┌──

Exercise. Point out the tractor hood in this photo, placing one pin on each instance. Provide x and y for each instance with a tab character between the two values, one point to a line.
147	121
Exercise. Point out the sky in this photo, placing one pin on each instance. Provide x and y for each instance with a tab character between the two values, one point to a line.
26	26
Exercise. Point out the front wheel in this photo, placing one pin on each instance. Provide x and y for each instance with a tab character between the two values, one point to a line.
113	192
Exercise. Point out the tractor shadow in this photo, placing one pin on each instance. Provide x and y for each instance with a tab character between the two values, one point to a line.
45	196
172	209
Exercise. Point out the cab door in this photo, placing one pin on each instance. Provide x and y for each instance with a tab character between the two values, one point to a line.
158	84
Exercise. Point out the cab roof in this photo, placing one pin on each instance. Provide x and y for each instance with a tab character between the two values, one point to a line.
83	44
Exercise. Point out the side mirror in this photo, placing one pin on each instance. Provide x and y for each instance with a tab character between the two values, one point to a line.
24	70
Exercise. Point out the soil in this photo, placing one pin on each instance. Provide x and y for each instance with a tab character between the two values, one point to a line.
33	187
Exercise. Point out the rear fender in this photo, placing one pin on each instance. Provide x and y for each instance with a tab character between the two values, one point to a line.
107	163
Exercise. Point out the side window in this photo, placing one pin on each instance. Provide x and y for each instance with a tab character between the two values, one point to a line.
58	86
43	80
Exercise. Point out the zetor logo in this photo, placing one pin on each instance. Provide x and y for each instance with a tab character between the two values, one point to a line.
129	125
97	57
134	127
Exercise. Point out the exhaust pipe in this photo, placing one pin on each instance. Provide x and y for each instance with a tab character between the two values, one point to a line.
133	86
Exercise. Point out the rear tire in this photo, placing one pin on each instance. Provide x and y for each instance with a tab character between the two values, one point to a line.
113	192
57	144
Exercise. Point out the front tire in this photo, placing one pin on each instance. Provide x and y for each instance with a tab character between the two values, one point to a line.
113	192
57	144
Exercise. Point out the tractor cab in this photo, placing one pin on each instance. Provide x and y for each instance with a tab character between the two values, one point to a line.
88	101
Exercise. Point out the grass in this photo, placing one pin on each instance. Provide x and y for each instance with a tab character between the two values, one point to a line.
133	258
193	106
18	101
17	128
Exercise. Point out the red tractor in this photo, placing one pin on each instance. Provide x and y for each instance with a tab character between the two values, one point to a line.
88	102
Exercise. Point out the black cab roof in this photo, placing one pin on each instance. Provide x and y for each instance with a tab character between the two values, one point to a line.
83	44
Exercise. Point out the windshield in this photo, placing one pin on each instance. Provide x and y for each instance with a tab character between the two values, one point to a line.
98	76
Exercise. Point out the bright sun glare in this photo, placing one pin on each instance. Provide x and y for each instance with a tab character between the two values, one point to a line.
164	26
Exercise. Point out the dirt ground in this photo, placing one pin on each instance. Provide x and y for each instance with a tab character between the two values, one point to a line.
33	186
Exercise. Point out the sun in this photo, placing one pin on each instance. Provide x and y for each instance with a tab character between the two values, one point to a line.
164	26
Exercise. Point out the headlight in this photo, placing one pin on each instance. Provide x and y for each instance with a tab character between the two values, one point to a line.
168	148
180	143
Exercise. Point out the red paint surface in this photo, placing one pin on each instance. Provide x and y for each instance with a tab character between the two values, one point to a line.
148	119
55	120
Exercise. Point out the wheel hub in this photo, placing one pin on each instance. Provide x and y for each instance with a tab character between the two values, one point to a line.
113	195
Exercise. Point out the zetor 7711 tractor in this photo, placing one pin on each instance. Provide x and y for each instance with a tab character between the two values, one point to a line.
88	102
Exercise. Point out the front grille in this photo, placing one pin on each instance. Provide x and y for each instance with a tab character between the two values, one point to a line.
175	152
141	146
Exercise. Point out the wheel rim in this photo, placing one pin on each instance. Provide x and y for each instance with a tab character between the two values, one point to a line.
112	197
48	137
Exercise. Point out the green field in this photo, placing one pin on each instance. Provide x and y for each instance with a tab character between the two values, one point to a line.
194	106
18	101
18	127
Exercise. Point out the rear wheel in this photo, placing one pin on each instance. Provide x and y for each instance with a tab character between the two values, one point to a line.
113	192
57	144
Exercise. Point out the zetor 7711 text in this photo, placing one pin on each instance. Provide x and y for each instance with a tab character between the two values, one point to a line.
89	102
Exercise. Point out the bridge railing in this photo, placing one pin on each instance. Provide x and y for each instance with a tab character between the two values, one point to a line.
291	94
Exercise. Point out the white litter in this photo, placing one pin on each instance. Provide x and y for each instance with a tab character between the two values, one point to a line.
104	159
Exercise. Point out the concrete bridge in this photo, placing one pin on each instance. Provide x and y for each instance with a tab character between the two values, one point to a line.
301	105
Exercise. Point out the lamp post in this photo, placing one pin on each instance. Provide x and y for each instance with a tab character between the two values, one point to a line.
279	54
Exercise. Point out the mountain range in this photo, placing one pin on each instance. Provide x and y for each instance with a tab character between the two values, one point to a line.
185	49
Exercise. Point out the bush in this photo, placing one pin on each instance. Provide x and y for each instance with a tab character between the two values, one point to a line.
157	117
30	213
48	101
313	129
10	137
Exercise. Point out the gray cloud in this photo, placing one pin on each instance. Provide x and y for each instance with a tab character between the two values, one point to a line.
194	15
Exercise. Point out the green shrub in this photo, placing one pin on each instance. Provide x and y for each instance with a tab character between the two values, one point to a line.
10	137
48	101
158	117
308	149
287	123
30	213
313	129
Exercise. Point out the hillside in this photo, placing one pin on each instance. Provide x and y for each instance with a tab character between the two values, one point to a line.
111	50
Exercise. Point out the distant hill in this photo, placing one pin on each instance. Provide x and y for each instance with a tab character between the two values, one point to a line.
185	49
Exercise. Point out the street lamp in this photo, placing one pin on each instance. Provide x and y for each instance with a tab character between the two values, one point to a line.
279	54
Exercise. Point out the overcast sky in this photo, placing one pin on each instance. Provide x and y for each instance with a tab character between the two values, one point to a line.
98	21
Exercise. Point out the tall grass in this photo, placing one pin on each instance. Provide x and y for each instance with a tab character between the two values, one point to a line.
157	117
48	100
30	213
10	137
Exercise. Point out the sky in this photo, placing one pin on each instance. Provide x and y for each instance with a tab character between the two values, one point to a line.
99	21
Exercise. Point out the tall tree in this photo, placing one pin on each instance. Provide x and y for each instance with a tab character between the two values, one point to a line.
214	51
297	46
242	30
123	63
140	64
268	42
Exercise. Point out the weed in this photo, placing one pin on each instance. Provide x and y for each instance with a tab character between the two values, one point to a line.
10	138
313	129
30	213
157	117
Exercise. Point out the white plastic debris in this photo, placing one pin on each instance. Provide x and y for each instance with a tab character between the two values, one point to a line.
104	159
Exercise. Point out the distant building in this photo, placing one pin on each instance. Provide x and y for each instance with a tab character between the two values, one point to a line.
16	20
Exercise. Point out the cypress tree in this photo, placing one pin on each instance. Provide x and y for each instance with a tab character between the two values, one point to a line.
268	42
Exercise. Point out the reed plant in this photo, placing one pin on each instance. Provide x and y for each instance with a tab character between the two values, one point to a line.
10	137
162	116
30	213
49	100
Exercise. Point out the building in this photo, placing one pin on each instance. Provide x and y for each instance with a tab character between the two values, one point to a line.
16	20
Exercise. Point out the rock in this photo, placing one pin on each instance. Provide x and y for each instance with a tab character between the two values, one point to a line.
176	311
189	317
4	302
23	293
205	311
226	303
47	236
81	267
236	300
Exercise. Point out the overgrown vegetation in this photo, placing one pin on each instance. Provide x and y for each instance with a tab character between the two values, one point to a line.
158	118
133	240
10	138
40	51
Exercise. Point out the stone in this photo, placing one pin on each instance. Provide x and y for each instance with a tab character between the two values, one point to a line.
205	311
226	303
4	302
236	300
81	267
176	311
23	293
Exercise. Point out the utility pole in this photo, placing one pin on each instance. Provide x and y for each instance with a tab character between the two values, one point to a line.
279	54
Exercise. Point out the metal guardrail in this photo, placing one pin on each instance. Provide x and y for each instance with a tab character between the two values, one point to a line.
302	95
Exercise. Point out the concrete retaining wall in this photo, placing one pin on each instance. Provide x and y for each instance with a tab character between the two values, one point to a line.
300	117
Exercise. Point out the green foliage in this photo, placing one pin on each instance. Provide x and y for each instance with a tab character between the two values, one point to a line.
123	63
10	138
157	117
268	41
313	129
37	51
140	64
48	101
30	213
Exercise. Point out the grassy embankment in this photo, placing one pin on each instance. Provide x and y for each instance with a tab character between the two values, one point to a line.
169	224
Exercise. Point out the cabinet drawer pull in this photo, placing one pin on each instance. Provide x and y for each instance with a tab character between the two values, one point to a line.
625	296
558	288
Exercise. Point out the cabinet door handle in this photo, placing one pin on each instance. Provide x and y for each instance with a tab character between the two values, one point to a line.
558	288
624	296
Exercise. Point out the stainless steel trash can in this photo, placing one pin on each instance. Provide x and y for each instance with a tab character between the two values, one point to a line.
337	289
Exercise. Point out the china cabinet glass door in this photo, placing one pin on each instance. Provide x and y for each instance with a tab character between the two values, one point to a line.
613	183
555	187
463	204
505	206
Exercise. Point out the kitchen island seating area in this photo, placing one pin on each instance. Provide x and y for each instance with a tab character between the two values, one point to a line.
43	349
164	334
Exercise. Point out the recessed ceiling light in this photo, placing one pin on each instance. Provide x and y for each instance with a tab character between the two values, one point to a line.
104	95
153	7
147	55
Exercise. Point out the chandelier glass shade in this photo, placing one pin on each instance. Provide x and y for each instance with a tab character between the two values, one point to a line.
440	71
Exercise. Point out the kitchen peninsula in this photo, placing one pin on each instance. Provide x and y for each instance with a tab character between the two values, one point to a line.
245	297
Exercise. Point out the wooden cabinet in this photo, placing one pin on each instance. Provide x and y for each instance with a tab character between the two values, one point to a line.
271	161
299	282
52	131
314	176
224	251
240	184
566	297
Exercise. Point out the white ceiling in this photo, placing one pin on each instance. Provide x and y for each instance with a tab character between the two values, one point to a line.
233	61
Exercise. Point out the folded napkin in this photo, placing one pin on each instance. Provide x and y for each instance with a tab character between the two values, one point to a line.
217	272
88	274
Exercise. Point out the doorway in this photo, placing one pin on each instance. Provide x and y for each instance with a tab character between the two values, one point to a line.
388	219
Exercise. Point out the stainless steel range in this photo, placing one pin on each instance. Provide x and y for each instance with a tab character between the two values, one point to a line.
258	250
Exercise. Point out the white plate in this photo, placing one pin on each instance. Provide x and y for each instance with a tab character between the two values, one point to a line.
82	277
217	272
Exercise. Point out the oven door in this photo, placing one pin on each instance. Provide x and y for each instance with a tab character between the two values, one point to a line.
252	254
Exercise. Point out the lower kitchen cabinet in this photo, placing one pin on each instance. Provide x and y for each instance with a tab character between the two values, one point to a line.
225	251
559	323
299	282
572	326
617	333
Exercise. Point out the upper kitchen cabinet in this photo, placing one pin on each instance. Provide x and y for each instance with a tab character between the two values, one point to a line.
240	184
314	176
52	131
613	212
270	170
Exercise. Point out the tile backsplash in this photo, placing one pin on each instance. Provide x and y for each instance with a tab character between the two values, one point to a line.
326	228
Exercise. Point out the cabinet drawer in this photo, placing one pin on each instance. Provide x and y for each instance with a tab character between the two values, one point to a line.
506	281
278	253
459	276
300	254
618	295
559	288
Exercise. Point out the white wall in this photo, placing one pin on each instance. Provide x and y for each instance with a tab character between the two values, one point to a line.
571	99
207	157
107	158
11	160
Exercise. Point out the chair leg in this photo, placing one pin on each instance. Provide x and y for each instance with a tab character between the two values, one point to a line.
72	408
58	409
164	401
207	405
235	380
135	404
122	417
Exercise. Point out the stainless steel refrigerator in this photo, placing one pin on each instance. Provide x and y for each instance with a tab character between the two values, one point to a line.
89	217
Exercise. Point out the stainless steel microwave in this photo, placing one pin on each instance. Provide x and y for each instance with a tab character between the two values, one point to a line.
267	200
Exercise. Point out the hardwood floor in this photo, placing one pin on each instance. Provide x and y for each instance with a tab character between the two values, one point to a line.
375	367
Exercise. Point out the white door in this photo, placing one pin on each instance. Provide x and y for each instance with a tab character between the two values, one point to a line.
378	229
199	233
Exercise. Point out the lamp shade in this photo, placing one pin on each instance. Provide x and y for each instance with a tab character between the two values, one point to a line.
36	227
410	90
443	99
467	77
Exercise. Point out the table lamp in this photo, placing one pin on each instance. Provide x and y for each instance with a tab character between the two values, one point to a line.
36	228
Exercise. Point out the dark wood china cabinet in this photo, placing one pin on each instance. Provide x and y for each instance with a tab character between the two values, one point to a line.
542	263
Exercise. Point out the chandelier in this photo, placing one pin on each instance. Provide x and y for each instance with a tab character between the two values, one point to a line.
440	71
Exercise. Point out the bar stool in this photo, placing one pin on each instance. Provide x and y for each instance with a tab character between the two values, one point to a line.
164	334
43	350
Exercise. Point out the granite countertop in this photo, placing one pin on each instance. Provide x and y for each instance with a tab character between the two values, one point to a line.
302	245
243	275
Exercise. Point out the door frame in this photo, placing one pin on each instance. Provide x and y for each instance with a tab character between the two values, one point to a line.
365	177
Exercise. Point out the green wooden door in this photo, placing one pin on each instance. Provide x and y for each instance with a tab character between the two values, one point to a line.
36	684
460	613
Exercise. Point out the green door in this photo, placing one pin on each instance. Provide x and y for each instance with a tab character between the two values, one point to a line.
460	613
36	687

└──

• _Exercise objective_
Copy out exactly the lines between the line with "Exercise. Point out the granite" and the last line of the entries, counting both of those lines.

• _Exercise solution_
Exercise. Point out the granite countertop in this photo, placing one pin on each instance. Provide x and y for each instance with a tab character between the two values, one point to a line.
302	245
243	275
Exercise. Point out the door frame in this photo, placing one pin on each instance. Provide x and y for each instance with a tab character between the two values, one point to a line.
365	177
Exercise. Point out the green wooden door in this photo, placing one pin on each instance. Provide x and y for each instance with a tab character between the two values, one point to a line.
36	684
460	613
Exercise. Point out the green door in this photo, placing one pin on each instance. Provide x and y for each instance with a tab character between the two values, one point to a line.
460	613
36	687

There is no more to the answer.